== WHAT NEEDS TO BE DONE ==
Could you continue the text below about Grete Keilson's life, picking up right after its last sentence?
[Opening TEXT PROVIDED section]
After Dimitrov was arrested on 9 March 1933 for alleged complicity in starting the Reichstag fire, for which he was later acquitted, Keilson used forged documents herself to flee to Copenhagen. She then relocated to Paris, where she worked for the Congress against Fascism and War under the codename Agnes. While there, she met the physicist Klaus Fuchs, whom she helped to escape to Britain. She then worked for the Central Committee of the KPD, coordinating KPD cells operating outside Germany under the code names Agnes, first in Prague in 1935 and 1936, and then back in Paris. She travelled to the Soviet Union under the name of Anni Grob, her Russian visa endorsed by Wilhelm Pieck and Walter Ulbricht.

The German occupation of Czechoslovakia ended the mission there, and in 1939 Grete and Max sought asylum in the Soviet Union. The Molotov–Ribbentrop Pact made this a dangerous time for German communists in the Soviet Union; thousands were deported to Germany. Grete worked at the Comintern office in Moscow as an assistant to Pieck. In 1943 she became involved with the National Committee for a Free Germany (NKFD) and the League of German Officers (BDO), and visited prisoner of war camps to find recruits.

Keilson returned to Germany in June 1945, where she was Head of the Personnel Policy Department of the Central Committee of the KPD, and then, after the 1946 merger of the Social Democratic Party of Germany (SPD) with the KPD, of the new Socialist Unity Party of Germany (SED). From 1948 to 1953, she was the director of the Department of International Relations of the Central Committee of the SED. She was superseded by Peter Florin, and became one of his deputies. In this role, she was a member of the Foreign Affairs Commission at the SED Politburo under the direction of Ulbricht and then Heinrich Rau. In this role she was a member of the Central Committee Commission for travelling abroad, led by Secretary of State William Zaisser that approved any travel abroad by SED officials.
[Closing TEXT PROVIDED section]
[Opening RECORDS SUPPLIED section]
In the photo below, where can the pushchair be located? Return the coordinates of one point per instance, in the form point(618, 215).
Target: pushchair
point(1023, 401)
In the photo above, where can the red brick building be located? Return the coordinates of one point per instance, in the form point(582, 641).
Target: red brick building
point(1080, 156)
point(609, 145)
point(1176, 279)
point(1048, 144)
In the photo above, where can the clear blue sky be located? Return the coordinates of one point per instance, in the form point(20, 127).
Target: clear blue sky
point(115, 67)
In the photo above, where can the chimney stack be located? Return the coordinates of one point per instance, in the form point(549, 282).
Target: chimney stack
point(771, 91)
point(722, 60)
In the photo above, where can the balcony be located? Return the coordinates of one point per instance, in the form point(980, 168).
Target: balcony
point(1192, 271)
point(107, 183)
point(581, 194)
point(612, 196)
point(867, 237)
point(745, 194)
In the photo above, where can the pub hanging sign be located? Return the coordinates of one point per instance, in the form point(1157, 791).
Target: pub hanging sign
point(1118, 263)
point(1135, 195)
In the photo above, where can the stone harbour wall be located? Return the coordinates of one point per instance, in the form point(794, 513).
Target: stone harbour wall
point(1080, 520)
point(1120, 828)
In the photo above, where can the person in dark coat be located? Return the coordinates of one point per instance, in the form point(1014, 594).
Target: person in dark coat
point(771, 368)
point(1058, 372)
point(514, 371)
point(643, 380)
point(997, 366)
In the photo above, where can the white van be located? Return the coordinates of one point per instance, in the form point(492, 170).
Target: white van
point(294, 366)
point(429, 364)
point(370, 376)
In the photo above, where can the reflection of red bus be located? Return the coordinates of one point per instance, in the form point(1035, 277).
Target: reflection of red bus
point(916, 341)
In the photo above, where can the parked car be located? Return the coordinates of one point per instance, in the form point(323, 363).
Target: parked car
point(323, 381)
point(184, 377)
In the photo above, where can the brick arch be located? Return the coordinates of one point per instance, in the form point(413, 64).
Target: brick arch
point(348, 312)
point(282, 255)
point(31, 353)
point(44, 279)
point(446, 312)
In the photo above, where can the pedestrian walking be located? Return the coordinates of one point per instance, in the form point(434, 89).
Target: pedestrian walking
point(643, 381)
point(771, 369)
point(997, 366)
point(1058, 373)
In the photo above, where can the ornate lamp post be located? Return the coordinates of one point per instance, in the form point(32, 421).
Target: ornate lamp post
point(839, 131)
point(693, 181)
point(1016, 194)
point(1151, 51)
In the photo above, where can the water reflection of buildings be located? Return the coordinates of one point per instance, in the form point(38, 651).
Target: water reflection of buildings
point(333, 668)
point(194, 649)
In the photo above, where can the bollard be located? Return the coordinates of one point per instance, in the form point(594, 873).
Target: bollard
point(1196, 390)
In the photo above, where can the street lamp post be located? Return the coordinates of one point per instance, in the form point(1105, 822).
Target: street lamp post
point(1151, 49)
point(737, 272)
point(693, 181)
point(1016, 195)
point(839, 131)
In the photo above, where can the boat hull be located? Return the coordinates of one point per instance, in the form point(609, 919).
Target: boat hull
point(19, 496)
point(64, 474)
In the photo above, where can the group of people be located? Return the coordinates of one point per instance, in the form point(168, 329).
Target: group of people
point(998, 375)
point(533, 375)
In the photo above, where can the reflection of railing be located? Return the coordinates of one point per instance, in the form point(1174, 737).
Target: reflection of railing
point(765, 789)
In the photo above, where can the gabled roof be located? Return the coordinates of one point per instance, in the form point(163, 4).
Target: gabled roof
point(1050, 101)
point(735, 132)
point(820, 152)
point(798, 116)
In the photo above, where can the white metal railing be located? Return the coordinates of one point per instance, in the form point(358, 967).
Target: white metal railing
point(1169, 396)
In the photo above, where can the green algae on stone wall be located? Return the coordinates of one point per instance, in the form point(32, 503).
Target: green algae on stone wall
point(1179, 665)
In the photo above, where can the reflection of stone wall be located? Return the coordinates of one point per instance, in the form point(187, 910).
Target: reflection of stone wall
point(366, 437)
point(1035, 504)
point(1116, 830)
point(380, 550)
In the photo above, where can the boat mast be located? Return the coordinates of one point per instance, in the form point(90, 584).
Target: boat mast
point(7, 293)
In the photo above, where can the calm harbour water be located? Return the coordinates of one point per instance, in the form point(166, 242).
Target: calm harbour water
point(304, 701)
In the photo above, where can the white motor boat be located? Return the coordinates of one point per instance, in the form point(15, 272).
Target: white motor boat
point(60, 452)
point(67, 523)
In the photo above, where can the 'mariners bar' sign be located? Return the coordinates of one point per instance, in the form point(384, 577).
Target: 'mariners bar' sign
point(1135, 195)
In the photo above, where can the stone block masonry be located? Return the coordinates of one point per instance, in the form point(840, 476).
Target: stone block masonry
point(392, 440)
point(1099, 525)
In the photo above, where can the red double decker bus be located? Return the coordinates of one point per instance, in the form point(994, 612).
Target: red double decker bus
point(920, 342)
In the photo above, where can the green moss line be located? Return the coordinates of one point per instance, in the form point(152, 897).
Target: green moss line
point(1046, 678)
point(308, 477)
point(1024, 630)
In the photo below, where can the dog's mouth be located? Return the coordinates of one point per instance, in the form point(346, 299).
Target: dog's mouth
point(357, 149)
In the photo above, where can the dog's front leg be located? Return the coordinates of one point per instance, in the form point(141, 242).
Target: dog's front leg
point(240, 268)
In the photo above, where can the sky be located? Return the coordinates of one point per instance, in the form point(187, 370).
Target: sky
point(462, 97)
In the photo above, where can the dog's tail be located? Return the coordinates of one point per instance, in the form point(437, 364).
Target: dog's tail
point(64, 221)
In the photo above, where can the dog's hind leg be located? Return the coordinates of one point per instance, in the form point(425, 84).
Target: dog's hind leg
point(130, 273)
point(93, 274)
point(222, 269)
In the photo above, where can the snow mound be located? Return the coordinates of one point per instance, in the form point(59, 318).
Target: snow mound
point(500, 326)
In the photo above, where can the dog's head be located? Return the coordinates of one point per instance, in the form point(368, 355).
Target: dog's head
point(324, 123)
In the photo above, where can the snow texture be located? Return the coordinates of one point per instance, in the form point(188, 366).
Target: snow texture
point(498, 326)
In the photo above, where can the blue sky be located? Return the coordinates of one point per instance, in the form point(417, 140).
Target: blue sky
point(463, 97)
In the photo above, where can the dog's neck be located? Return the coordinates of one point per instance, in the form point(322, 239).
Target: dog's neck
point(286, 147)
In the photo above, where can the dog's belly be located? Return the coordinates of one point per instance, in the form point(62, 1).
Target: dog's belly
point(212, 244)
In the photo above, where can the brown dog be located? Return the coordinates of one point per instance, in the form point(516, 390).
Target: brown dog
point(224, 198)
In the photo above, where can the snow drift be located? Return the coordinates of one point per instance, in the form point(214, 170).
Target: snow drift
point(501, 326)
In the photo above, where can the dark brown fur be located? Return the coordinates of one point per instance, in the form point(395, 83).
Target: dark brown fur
[Closing RECORDS SUPPLIED section]
== TASK ANSWER ==
Keilson's husband Max died 9 November 1953. After Klaus Fuchs was released from prison in Britain where he had been convicted on espionage charges and deported to East Germany in 1959, Keilson greeted him on arrival at Berlin Schönefeld Airport and they married later that year. From 1959 until her retirement in 1970, she worked in the press department of the East German Ministry for Foreign Affairs. For her achievements in East Germany and her support for the SED she received numerous awards including the Patriotic Order of Merit in silver in 1955, the Banner of Labour in 1960, the Patriotic Order of Merit in gold in 1970, and the Star of People's Friendship in 1985. She died in Dresden in unified Federal Germany on the 4th of January 1999. She was cremated and her ashes interred with those of Klaus Fuchs in the "Pergolenweg", the memorial to the socialists in the Zentralfriedhof Friedrichsfelde in Berlin.